### EXERCISE OBJECTIVE
Below are some records; return each one exactly.

Begin TASK DATA

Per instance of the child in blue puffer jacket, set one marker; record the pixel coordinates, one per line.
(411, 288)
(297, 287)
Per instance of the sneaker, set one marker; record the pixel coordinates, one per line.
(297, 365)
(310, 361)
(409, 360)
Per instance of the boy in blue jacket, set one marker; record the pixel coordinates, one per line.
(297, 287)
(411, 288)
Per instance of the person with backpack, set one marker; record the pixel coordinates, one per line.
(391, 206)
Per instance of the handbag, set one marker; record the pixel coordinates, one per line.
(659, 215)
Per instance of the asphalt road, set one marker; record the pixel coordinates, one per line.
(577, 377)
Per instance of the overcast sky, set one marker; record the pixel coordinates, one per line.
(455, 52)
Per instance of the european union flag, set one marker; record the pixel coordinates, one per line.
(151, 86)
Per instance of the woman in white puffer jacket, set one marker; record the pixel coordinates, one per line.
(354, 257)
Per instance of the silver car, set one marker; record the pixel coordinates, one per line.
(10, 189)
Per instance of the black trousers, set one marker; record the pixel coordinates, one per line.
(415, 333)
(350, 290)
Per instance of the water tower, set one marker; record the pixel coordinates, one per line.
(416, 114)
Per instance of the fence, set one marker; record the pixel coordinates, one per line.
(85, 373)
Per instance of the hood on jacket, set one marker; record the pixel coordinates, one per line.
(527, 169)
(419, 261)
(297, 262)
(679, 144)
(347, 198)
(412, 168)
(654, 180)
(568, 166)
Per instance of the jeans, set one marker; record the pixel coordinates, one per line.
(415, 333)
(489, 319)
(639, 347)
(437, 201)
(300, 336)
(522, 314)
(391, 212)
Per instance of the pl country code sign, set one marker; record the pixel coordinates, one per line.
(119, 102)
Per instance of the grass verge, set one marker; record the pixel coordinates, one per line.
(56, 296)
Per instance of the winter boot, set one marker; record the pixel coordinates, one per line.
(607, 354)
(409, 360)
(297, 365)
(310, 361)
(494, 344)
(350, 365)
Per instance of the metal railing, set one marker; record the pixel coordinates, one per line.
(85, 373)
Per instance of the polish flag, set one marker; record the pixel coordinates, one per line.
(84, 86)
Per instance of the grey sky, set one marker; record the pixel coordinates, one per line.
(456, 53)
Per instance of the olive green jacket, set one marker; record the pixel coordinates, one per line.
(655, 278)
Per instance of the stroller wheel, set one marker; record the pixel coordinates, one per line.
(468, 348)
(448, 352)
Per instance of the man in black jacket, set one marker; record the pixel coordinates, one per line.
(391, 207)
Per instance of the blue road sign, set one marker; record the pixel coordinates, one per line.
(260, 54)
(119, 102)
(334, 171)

End TASK DATA

### ANSWER TO THIS EXERCISE
Per instance of the child in blue puffer jacket, set one marker; record the pixel coordinates, one per line.
(411, 288)
(297, 287)
Per instance of the sneaker, set one marker; record the pixel coordinates, one per line.
(297, 365)
(310, 361)
(409, 360)
Per instance of the boy in blue jacket, set one marker; record the pixel coordinates, one per line.
(297, 287)
(411, 288)
Per instance of the person with backpack, set one marker; record the pixel coordinates, one per line.
(391, 206)
Per instance of the handbag, set one marker; record the pixel coordinates, one per line.
(659, 215)
Per instance of the asphalt road, set one marker; record the pixel coordinates, one per line.
(577, 377)
Per instance of the overcast sky, set one marker; record the pixel coordinates, one per line.
(455, 52)
Per instance of the european union flag, set one marker; record the pixel coordinates, one per line.
(151, 86)
Per instance of the woman in white puffer jacket, set one marker; record the pixel coordinates, one per line.
(354, 257)
Per instance of the silver car, set one marker; record the pixel coordinates, one per line.
(10, 189)
Per instance of the black trousers, set one marker; record the pixel coordinates, one per line.
(415, 333)
(350, 290)
Per instance of the water tower, set one marker; record the pixel coordinates, one per line.
(416, 114)
Per instance of the fence, set one marker; record the pixel coordinates, one per line.
(85, 373)
Per instance of the hood on jacket, set one marker; record the pixel coordinates, one per line.
(527, 169)
(419, 261)
(297, 262)
(679, 144)
(347, 198)
(412, 168)
(654, 180)
(568, 166)
Per instance of the jeans, set one marker; record the pixel coordinates, one per line.
(415, 333)
(489, 319)
(639, 347)
(437, 201)
(300, 336)
(522, 314)
(391, 212)
Per instance of the pl country code sign, set one marker; record the pixel coordinates, one per line.
(119, 102)
Per instance of the grass verge, set one marker; record the pixel coordinates, one per line.
(56, 296)
Per instance of the winter boot, set one marker; record the pixel coordinates, one per line.
(607, 354)
(409, 360)
(297, 365)
(310, 361)
(494, 344)
(350, 365)
Per instance of the metal railing, set one marker; record the pixel coordinates, one per line.
(85, 373)
Per instance of the polish flag, set one marker; record the pixel coordinates, one per line.
(84, 86)
Per instance of the grey sky, set one marker; record the pixel coordinates, one per line.
(456, 53)
Per instance of the olive green jacket, set one marker; record the pixel coordinates, one per line.
(655, 278)
Per instance of the stroller wheel, set one marker; record the pixel coordinates, one per line.
(468, 348)
(448, 352)
Per instance of the man in black jacket, set one marker; record the pixel coordinates, one per line.
(391, 207)
Per instance of the blue road sign, set one marker; record the pixel coordinates, one per line.
(260, 54)
(119, 102)
(334, 171)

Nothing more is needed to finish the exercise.